* **Instructions to follow**: Please pick out each line below that contains the word "towel" and copy those lines.
*** Records for this exercise
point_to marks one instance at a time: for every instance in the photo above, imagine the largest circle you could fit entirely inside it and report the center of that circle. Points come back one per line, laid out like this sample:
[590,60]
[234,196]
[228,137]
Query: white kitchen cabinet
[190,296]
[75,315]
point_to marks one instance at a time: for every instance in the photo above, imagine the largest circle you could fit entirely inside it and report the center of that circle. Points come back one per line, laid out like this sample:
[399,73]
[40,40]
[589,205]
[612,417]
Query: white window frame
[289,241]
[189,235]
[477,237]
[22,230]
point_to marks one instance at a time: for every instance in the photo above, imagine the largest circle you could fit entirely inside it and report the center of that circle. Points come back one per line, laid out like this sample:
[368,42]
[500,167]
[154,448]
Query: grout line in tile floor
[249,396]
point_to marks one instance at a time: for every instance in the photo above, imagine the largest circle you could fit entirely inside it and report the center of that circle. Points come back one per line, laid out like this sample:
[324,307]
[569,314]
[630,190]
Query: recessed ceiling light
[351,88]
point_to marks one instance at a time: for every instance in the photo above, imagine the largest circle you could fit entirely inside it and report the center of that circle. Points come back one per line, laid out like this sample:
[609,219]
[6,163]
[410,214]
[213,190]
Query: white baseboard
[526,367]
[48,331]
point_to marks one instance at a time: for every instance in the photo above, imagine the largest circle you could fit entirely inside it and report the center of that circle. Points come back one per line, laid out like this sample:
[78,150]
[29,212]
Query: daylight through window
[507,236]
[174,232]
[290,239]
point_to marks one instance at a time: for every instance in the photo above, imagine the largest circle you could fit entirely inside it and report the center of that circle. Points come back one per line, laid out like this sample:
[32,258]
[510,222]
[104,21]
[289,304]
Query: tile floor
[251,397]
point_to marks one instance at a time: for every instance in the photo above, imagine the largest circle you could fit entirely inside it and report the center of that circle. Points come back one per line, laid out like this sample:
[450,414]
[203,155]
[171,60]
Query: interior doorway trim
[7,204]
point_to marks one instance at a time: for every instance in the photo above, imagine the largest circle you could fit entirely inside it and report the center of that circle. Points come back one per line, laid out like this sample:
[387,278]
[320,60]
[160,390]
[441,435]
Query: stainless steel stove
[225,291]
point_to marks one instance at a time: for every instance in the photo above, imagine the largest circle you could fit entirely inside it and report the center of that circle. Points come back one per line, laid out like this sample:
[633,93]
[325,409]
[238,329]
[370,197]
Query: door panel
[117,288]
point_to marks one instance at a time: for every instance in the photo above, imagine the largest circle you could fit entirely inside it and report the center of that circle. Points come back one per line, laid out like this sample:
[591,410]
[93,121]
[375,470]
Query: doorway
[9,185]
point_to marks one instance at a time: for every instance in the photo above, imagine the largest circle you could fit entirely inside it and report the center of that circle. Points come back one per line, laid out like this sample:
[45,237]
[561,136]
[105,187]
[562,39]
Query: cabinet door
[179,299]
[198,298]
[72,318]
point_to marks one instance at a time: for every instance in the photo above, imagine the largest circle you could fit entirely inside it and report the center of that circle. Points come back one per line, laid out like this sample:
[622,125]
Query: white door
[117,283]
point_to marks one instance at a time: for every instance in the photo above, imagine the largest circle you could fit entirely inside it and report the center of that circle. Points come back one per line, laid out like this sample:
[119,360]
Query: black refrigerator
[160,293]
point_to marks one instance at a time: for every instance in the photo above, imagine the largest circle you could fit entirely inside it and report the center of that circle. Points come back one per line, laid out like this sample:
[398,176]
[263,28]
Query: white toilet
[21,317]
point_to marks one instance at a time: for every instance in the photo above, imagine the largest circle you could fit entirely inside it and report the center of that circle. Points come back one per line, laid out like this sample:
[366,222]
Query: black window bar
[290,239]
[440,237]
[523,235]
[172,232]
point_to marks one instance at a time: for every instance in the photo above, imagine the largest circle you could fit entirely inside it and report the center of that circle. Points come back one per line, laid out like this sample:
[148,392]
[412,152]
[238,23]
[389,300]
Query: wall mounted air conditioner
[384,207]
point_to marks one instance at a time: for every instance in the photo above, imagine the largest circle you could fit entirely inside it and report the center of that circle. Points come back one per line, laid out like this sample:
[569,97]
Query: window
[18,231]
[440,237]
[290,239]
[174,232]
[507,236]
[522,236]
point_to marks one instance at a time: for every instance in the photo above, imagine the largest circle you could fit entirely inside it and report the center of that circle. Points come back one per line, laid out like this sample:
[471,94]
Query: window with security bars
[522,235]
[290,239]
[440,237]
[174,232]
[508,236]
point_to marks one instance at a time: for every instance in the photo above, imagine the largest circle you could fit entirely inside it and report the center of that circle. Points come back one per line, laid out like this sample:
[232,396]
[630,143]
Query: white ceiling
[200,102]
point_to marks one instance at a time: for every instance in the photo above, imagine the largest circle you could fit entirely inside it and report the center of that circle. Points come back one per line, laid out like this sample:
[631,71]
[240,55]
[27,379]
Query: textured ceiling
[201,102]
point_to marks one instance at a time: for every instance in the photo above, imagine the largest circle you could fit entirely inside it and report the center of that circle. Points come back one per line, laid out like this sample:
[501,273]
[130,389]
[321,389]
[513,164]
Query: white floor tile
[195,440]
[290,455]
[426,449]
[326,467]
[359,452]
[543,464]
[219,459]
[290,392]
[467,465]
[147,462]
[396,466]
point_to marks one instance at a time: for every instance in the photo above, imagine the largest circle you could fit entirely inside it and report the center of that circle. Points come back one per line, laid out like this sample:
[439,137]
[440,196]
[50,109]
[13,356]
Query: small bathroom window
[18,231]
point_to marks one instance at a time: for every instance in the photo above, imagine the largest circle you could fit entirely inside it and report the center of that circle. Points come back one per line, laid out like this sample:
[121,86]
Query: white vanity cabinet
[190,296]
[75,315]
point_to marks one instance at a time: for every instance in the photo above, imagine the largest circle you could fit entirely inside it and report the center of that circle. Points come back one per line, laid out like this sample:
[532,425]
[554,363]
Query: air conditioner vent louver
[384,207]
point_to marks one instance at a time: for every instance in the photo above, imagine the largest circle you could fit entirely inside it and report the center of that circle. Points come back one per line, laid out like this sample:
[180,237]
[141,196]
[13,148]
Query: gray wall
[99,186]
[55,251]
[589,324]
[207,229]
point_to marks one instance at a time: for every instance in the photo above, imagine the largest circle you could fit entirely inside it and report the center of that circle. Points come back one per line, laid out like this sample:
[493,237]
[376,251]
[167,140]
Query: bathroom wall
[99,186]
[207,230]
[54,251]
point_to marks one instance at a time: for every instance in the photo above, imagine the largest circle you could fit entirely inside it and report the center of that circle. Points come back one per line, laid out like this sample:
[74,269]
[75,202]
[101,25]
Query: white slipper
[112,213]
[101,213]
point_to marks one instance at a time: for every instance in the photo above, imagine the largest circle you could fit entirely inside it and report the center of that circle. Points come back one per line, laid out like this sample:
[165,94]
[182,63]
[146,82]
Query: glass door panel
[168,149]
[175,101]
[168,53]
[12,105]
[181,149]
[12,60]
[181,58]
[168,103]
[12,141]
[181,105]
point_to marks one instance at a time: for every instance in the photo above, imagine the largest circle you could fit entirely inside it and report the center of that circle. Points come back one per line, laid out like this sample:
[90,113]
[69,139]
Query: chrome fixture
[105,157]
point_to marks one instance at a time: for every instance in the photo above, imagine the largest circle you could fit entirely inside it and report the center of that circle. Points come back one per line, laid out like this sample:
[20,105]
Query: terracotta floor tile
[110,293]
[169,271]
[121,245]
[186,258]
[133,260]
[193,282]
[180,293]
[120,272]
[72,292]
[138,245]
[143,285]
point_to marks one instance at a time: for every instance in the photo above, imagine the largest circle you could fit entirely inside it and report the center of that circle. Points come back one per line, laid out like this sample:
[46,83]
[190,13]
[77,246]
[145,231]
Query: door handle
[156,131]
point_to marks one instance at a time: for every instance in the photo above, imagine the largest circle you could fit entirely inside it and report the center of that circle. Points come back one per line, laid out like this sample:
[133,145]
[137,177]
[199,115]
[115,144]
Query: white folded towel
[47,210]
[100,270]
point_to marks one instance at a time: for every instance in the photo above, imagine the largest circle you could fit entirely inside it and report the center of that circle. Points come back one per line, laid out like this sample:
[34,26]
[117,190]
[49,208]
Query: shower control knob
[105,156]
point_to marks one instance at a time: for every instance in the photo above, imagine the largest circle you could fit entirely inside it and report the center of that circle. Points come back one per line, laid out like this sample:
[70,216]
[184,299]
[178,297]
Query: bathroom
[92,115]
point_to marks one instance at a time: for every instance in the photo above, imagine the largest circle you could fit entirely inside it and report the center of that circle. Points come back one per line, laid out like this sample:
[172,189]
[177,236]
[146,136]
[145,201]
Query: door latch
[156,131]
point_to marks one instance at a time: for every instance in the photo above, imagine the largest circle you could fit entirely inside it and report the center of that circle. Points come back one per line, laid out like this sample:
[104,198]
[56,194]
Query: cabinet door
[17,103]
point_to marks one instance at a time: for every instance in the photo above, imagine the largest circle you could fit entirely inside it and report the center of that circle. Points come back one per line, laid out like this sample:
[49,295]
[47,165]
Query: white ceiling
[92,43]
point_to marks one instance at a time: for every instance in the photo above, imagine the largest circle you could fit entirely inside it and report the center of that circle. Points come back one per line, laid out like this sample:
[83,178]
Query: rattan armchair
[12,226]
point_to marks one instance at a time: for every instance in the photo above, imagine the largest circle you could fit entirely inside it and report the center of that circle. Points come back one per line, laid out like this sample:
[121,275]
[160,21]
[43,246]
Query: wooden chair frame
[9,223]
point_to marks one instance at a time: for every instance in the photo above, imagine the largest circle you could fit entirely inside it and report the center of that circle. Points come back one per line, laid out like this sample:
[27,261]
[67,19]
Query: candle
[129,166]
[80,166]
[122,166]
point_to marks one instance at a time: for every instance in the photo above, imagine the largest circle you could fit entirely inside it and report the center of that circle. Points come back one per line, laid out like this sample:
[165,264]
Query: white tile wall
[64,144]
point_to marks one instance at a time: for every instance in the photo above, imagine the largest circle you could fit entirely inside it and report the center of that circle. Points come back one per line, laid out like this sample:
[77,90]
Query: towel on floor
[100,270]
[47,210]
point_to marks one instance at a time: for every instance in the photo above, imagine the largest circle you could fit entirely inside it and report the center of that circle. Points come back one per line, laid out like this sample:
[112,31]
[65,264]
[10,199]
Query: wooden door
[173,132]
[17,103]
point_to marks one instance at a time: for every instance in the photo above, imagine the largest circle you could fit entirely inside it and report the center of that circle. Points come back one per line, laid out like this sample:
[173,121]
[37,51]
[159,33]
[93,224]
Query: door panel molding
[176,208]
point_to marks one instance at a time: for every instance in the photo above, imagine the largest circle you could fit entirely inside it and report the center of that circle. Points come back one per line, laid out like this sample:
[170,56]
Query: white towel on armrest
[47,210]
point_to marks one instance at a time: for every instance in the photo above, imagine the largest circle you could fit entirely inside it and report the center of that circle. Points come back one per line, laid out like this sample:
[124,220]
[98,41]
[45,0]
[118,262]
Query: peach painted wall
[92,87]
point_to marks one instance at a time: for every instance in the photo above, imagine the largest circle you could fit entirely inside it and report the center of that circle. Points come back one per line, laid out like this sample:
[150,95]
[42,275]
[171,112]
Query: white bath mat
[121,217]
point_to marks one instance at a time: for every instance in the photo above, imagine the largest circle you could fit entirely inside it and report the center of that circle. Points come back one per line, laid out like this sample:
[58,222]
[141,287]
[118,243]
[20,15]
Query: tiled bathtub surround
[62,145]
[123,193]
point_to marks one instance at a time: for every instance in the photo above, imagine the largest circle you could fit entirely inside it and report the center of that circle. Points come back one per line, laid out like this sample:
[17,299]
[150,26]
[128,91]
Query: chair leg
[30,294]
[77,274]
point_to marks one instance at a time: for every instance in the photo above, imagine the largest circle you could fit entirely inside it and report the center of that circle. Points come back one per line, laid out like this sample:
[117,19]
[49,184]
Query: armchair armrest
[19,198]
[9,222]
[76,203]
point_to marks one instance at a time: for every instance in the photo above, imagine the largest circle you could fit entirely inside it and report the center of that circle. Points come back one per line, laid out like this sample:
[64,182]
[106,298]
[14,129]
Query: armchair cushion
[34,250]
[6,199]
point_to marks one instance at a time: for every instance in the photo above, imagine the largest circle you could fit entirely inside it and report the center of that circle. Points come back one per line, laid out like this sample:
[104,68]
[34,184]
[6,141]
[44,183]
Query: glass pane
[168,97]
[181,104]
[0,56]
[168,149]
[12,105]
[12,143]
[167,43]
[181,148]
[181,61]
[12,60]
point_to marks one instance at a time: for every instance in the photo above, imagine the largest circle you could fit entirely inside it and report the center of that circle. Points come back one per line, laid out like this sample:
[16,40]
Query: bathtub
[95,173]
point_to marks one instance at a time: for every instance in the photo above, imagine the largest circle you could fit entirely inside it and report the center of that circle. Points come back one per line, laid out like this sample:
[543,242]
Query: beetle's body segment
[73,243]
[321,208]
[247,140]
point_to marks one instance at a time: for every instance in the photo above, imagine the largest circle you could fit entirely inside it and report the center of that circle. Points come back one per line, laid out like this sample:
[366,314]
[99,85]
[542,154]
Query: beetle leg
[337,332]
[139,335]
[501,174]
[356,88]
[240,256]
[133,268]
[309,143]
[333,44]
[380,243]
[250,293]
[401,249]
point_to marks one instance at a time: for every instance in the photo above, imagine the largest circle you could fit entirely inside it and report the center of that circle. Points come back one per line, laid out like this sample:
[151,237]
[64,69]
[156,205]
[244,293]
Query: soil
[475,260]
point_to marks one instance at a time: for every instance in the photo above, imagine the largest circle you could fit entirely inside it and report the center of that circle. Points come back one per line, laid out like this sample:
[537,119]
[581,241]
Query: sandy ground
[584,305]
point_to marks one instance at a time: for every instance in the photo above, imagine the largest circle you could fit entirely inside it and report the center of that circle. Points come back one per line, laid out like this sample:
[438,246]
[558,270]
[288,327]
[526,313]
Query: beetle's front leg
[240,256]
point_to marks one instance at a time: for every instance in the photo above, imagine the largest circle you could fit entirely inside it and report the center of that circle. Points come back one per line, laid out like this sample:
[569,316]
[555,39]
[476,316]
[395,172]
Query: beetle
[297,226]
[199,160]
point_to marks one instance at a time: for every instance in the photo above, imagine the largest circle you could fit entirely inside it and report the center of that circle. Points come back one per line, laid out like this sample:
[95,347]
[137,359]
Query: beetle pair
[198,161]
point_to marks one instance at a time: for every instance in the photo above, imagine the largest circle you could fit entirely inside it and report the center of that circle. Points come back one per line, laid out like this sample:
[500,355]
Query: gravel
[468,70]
******
* **Written reply**:
Query: white folded towel
Query: towel on floor
Query: white towel on armrest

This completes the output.